(begin)
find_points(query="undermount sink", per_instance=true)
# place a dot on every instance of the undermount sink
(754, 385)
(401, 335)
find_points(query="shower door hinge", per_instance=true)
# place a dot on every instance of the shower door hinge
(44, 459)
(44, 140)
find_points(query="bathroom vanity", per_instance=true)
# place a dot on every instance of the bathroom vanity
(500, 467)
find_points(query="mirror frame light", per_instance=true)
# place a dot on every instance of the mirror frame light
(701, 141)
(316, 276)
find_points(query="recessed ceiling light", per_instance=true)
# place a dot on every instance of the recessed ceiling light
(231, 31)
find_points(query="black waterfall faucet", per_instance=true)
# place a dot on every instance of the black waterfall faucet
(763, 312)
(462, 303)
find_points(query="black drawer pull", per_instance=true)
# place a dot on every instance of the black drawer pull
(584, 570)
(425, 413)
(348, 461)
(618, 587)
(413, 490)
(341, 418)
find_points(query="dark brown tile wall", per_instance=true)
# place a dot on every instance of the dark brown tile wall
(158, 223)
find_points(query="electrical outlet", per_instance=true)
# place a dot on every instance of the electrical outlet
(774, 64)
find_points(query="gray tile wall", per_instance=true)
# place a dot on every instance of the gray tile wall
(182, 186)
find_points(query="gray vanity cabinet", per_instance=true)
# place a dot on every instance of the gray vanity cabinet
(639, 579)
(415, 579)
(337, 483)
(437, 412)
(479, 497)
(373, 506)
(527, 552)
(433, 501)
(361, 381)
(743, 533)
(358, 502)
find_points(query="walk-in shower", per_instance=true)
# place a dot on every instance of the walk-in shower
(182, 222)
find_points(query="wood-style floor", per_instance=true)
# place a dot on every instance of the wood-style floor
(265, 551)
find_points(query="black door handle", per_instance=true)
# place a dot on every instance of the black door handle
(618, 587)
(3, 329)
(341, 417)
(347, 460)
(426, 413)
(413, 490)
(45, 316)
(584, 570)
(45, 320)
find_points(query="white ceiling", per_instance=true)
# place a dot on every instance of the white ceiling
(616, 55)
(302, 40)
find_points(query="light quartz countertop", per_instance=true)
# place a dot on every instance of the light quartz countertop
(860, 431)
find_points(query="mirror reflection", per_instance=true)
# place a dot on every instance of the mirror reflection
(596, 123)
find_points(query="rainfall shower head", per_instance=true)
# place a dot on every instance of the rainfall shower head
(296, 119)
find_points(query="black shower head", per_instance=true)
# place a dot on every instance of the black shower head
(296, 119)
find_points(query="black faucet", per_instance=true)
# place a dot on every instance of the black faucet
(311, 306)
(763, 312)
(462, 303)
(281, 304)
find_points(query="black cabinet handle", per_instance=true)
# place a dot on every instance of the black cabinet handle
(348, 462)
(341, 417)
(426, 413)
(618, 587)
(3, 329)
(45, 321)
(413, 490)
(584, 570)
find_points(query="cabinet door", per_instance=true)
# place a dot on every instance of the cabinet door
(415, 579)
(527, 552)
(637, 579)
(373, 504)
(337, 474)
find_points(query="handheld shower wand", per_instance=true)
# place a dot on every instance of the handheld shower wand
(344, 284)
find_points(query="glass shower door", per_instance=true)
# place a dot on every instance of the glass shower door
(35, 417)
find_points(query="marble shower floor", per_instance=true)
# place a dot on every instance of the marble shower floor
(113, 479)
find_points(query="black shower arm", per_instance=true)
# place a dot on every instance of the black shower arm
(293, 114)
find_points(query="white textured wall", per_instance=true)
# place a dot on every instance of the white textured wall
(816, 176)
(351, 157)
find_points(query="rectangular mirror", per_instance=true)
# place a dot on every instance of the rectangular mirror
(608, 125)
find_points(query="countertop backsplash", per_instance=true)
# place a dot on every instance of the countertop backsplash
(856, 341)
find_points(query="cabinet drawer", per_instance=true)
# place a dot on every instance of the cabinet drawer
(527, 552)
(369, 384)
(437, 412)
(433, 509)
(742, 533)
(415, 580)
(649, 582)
(end)
(begin)
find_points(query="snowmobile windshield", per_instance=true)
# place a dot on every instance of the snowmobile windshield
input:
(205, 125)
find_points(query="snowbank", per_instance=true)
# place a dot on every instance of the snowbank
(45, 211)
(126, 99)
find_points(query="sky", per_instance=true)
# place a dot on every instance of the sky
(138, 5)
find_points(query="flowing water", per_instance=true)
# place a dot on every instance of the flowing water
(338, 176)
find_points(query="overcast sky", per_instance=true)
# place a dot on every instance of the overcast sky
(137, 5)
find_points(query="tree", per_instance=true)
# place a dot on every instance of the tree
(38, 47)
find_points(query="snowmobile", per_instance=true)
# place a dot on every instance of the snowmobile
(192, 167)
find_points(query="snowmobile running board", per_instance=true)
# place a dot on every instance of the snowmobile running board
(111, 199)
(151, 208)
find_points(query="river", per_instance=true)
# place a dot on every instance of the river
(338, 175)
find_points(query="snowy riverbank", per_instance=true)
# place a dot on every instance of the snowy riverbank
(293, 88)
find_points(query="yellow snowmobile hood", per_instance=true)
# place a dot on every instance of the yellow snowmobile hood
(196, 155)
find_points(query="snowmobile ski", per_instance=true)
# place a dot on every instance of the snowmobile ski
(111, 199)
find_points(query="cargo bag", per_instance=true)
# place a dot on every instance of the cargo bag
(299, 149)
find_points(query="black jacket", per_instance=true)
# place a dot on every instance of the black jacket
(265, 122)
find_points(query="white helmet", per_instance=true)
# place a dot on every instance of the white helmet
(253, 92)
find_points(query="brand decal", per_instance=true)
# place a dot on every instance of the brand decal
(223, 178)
(end)
- _Task_
How many lines in the items above contain the word "white"? Reply with the number alone.

- _Result_
6